THE TASK:
Print back every record below, exactly as it stands.
*** EXERCISE DATA Section Begins ***
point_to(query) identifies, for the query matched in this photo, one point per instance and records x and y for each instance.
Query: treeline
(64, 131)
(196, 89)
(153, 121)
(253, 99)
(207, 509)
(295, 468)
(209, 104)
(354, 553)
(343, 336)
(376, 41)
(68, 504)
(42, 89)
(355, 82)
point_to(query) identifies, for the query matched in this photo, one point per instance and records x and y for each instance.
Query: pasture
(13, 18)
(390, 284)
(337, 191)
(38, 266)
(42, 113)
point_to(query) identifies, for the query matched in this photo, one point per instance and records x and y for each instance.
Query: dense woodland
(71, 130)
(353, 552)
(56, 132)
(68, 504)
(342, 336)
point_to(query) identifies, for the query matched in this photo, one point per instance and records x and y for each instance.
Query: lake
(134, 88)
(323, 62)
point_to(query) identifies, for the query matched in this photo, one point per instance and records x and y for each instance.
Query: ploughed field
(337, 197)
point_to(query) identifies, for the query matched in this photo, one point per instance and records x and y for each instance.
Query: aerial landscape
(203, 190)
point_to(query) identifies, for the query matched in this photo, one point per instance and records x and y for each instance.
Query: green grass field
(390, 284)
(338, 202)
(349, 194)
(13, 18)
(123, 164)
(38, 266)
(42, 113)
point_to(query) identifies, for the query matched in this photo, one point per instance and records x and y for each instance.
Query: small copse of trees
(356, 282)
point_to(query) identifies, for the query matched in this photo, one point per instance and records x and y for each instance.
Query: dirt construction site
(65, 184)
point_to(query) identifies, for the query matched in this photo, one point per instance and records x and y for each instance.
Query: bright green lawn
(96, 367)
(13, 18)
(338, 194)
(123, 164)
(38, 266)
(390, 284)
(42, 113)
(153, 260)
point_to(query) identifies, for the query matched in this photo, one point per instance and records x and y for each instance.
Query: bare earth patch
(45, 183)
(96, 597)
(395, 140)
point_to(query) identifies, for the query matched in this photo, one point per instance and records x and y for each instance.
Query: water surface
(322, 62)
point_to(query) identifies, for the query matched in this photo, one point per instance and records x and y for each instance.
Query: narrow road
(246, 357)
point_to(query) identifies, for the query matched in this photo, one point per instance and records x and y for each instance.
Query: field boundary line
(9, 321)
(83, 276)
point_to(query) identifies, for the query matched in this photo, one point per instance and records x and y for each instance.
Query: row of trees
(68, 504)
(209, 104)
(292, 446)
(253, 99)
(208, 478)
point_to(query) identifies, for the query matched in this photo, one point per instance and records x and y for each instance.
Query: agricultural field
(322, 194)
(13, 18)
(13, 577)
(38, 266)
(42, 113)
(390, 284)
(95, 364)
*** EXERCISE DATA Section Ends ***
EXERCISE OUTPUT:
point_to(query) identifies, for the query matched in this photo, one point per instance and records x and y for each instance.
Query: treeline
(64, 131)
(196, 89)
(153, 121)
(253, 99)
(207, 509)
(295, 468)
(209, 104)
(354, 553)
(343, 336)
(376, 41)
(68, 504)
(42, 89)
(355, 82)
point_to(query) identifies, for the query matched in this photo, one point per instance and records x and y for each instance.
Query: pasture
(13, 18)
(390, 284)
(337, 191)
(38, 266)
(42, 113)
point_to(query) identifies, for the query matched in this photo, one point per instance and records x and y for each instance.
Query: dense woodland
(71, 130)
(353, 552)
(56, 132)
(68, 504)
(342, 336)
point_to(query) identifies, for the query matched in this photo, one point per instance and records x and y for each instance.
Query: lake
(134, 88)
(323, 62)
point_to(query) identifies, for the query matched in this photo, one point per instance and records x and y for each instance.
Query: ploughed field
(337, 197)
point_to(query) identifies, for the query matched in this photo, one point per instance and records x and y for each instance.
Query: aerial landscape
(203, 190)
point_to(query) identifies, for the query matched in this photo, one point per instance and records x and y for each instance.
Query: green grass field
(390, 284)
(338, 202)
(349, 194)
(13, 18)
(123, 164)
(38, 266)
(42, 113)
point_to(query) identifies, for the query matched in this photo, one point per instance and records x and y for each instance.
Query: small copse of trees
(356, 282)
point_to(query) identifies, for the query matched in this photo, one point per instance and records x and y for each instance.
Query: dirt construction site
(65, 184)
point_to(query) identifies, for the query matched in this photo, one point per instance and records x and y for each instance.
Query: bright green lawn
(96, 367)
(13, 18)
(338, 194)
(123, 164)
(38, 266)
(390, 284)
(42, 113)
(153, 260)
point_to(query) identifies, for the query matched in this photo, one point per instance and records x and y for each instance.
Query: bare earth patch
(45, 183)
(96, 597)
(395, 140)
point_to(query) identifies, for the query matched in this photo, one point per instance and records x and y for each instance.
Query: water surface
(322, 62)
point_to(query) identifies, for the query matched in this photo, one point per instance and records x and y for each instance.
Query: narrow road
(246, 357)
point_to(query) identifies, for the query matched in this photo, one point per instance and records x and y for each instance.
Query: field boundary line
(9, 321)
(83, 276)
point_to(query) identifies, for the query matched in this photo, one point per instance and records x and y for each instance.
Query: row of trees
(68, 504)
(209, 104)
(292, 446)
(253, 99)
(208, 478)
point_to(query) identifies, for the query matched in this photo, one point per instance and records x and y for each instance.
Query: agricultural field
(322, 194)
(13, 18)
(13, 577)
(38, 266)
(42, 113)
(390, 284)
(95, 364)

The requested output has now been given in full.